-- EXCERPT PROVIDED --
┄┄┄┄┄┄┄┄┄┄

The data structures describing these spaces are declared by using a protocol buffer message type. Observations and actions will simply be instances of the matching type.

For example, in the following, driver and pedestrian share a common view of the environment, hence use the same observation space, but have different actions available to them.

import:
  proto:
    - city.proto

actors:
  driver:
    observation:
      space: city.Observation

    action:
      space: city.DriverAction

  pedestrian:
    observation:
      space: city.Observation

    action:
      space: city.PedestrianAction

tip

This shows only the relevant part of the full spec file, you can find the full list of configurable options in the reference page.

Compiling the spec file

In order to use the spec file within the various supported languages, it needs to be compiled. This is done by the code generation modules of the specific language's SDK you are using.

Python
Javascript

For the python SDK, the generation step requires an extra from the cogment package. Using pip you can install the SDK with its extra using:

pip install cogment[generate]

The generation can then be executed using:

python -m cogment.generate cogment.yaml

This will create a cog_settings.py file as well as multiple *_pb.py files.

For the Javascript SDK, the generation requires the SDK to be installed:

npm install @cogment/cogment-js-sdk

The generation can then be executed using:

npx cogment-js-sdk-generate cogment.yaml

This will create several files in the src folder: CogSettings.js, CogSettings.d.ts, CogSettings.d.ts.map and CogTypes.d.ts as well multiple *_pb.js and *_pb.d.ts files.

Environment

Environments are implemented by functions that take a environment session instance.

This function will be called once for each trial. This function usually consists of three sections.

The environment's initialization, where its internal state can be initialized and processes started. It ends with the sending of the initial observations to the actors participating in the trial.
Its event loop, where the environment iterates through the events occurring during the trial and produces observations as well as receives messages. In this loop the environment can end the trial on its own or the end can be requested, see the Trial lifetime section for further information.
Its termination, where cleanup occurs.

In the common case where all actors within a trial share the same observation, a bare-minimum environment service would look like this:

async def environment(environment_session):
  # -- Initialization --

  # Retrieve the actors participating in the trial
  actors = environment_session.get_active_actors()

  # Start the trial and send a starting observation to all actors
  environment_session.start([("*", Observation())])

┄┄┄┄┄┄┄┄┄┄

-- PROVIDED MATERIAL --

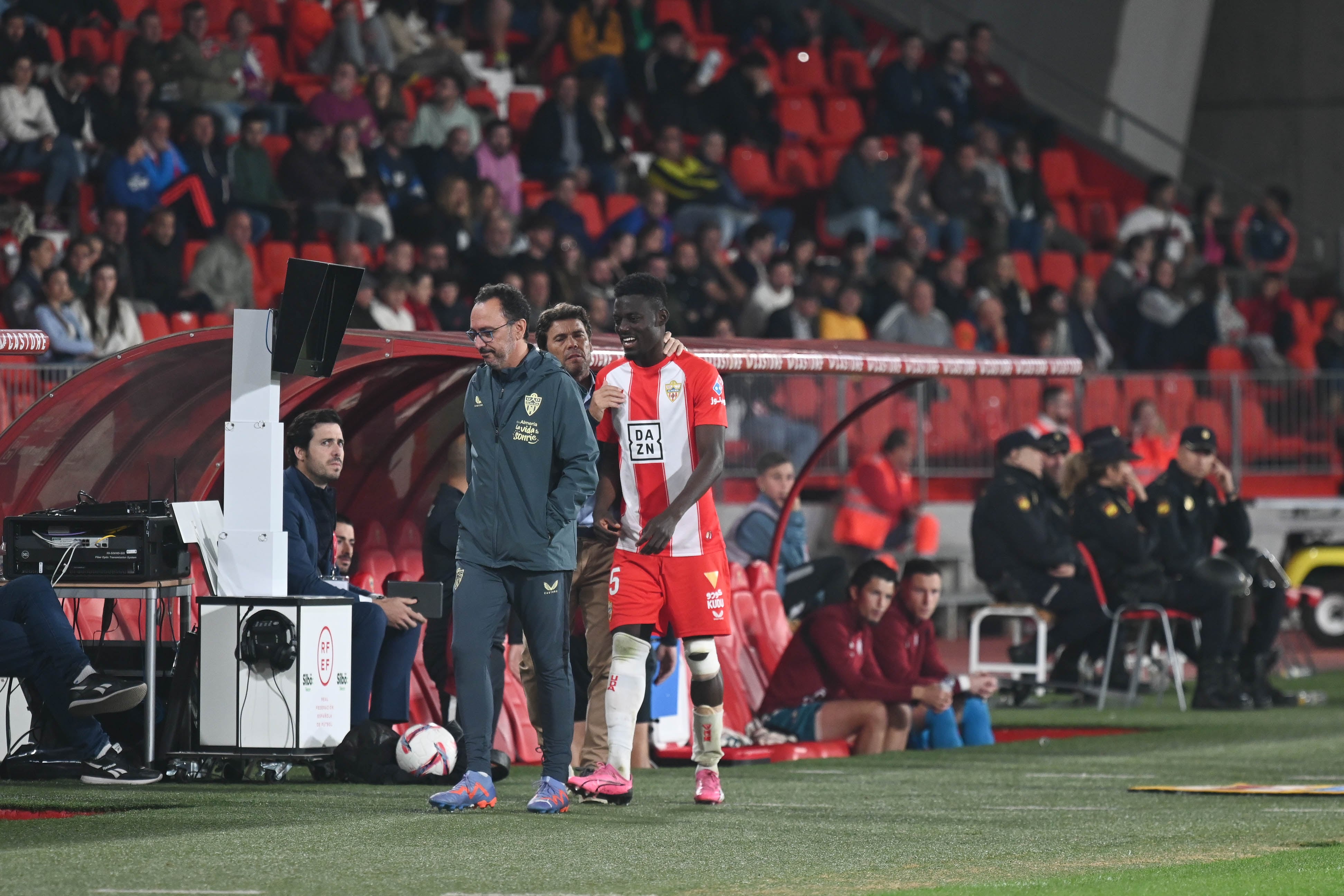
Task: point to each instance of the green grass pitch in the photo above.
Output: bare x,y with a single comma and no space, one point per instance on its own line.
1029,817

┄┄┄┄┄┄┄┄┄┄

-- EXERCISES --
A - In the excerpt on spec files and environments, which command runs the generation step for the Python SDK?
B - Write out the part of the excerpt on spec files and environments starting with "The environment's initialization, where" and going on through "where cleanup occurs.", swapping "cleanup" for "teardown".
C - Supply the next part of the excerpt on spec files and environments, picking up after its last line.
The listing is separate material, apart from the excerpt on spec files and environments.

-- RESPONSES --
A - python -m cogment.generate cogment.yaml

B -
The environment's initialization, where its internal state can be initialized and processes started. It ends with the sending of the initial observations to the actors participating in the trial.
Its event loop, where the environment iterates through the events occurring during the trial and produces observations as well as receives messages. In this loop the environment can end the trial on its own or the end can be requested, see the Trial lifetime section for further information.
Its termination, where teardown occurs.

C -
  # -- Event loop --
  async for event in environment_session.all_events():
    if event.actions:
      # `event.actions` is a list of the actions done by the actors
      actions = event.actions
      if event.type == cogment.EventType.ACTIVE:
        # The trial is active, produce an observation in response to the actions
        environment_session.produce_observations([("*", Observation())])
        # Alternatively the environment can decide to **end** the trial with the following
        # environment_session.end([("*", Observation())])
      else:
        # The trial termination has been requested
        # Produce a final observation
        environment_session.end([("*", Observation())])

    for message in event.messages:
      # `event.messages` is a list of all the messages received by the environment (it can be empty)

      # Handle each message here.

  # -- Termination --
  print(f"Trial [{environment_session.get_trial_id()}] terminated")

For further details, take a look at the cogment.EnvironmentSession class reference.

This environment implementation needs to be registered and served so that the Orchestrator can reach it. This can be done through a Context instance.

context = cogment.Context(user_id="my_user_id", cog_settings=cog_settings)

context.register_environment(impl=environment, impl_name="my_environment")

await context.serve_all_registered(cogment.ServedEndpoint(port=9000))

For further details, take a look at the cogment.Context class reference.

Sending observations

The environment session has 3 different methods able to send observations: start, produce_observations and end. Each of those methods takes a list of 2-tuples destination / observation.

As demonstrated above, sending the same observation to all actors is done using "*" as the destination.

environment_session.produce_observations([("*", Observation(...))])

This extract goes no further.